- _WRITTEN EXERCISE 1_: In the thread below on regular expressions for first and last names, which language did one poster use to test their regex?

Regular expression for first and last name

Don't forget about names like:

Mathias d'Arras
Martin Luther King, Jr.
Hector Sausage-Hausen

This should do the trick for most things:

/^[a-z ,.'-]+$/i

OR Support international names with super sweet unicode:

/^[a-zA-ZàáâäãåąčćęèéêëėįìíîïłńòóôöõøùúûüųūÿýżźñçčšžÀÁÂÄÃÅĄĆČĖĘÈÉÊËÌÍÎÏĮŁŃÒÓÔÖÕØÙÚÛÜŲŪŸÝŻŹÑßÇŒÆČŠŽ∂ð ,.'-]+$/u

You make false assumptions on the format of first and last name. It is probably better not to validate the name at all, apart from checking that it is empty.

After going through all of these answers I found a way to build a tiny regex that supports most languages and only allows for word characters. It even supports some special characters like hyphens, spaces and apostrophes. I've tested in python and it supports the characters below:

^[\w'\-,.][^0-9_!¡?÷?¿/\\+=@#$%ˆ&*(){}|~<>;:[\]]{2,}$

Characters supported:

abcdefghijklmnopqrstwxyz
ABCDEFGHIJKLMNOPQRSTUVWXYZ
áéíóúäëïöüÄ'
陳大文
łŁőŐűŰZàáâäãåąčćęèéêëėįìíîïłńòóôöõøùúûüųū
ÿýżźñçčšžÀÁÂÄÃÅĄĆČĖĘÈÉÊËÌÍÎÏĮŁ
ŃÒÓÔÖÕØÙÚÛÜŲŪŸÝŻŹÑßÇŒÆČŠŽ.-
ñÑâê都道府県Федерации
আবাসযোগ্য জমির걸쳐 있는

I have created a custom regex to deal with names:

I have tried these types of names and found working perfect

John Smith
John D'Largy
John Doe-Smith
John Doe Smith
Hector Sausage-Hausen
Mathias d'Arras
Martin Luther King
Ai Wong
Chao Chang
Alzbeta Bara

My RegEx looks like this:

^([a-zA-Z]{2,}\s[a-zA-Z]{1,}'?-?[a-zA-Z]{2,}\s?([a-zA-Z]{1,})?)

MVC4 Model:

[RegularExpression("^([a-zA-Z]{2,}\\s[a-zA-Z]{1,}'?-?[a-zA-Z]{2,}\\s?([a-zA-Z]{1,})?)", ErrorMessage = "Valid Charactors include (A-Z) (a-z) (' space -)") ]

Please note the double \\ for escape characters

For those of you that are new to RegEx I thought I'd include a explanation.

^               // start of line
[a-zA-Z]{2,}    // will except a name with at least two characters
\s              // will look for white space between name and surname
[a-zA-Z]{1,}    // needs at least 1 Character
\'?-?           // possibility of **'** or **-** for double barreled and hyphenated surnames
[a-zA-Z]{2,}    // will except a name with at least two characters
\s?             // possibility of another whitespace
([a-zA-Z]{1,})? // possibility of a second surname

I have searched and searched and played and played with it and although it is not perfect it may help others making the attempt to validate first and last names that have been provided as one variable.

- _DATA EXTRACT_:

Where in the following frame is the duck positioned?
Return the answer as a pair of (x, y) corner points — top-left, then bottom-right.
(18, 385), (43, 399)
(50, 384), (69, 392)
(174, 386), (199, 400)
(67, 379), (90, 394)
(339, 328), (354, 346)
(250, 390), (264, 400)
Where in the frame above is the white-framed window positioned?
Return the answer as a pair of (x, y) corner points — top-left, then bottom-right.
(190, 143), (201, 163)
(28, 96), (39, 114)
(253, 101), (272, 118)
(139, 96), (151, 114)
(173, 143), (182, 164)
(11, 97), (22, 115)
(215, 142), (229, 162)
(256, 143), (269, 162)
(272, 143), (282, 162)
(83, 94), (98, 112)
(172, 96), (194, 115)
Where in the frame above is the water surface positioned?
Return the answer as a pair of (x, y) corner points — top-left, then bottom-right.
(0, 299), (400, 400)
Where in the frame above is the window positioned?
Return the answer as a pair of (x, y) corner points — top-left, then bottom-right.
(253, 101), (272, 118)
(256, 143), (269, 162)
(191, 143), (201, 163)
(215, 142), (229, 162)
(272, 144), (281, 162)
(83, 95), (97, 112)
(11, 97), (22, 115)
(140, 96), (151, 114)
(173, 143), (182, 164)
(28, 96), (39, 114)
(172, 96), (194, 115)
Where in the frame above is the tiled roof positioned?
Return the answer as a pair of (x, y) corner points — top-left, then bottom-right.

- _WRITTEN EXERCISE 2_: Can you rewrite the lines of the listing from the line containing "Where in the frame above is the window" through the line containing "(272, 144), (281, 162)", inclusive, requests included, increasing every coordinate in the answers by 142?

- _TASK SOLUTION 1_: Python.

- _TASK SOLUTION 2_:
Where in the frame above is the window positioned?
Return the answer as a pair of (x, y) corner points — top-left, then bottom-right.
(395, 243), (414, 260)
(398, 285), (411, 304)
(333, 285), (343, 305)
(357, 284), (371, 304)
(414, 286), (423, 304)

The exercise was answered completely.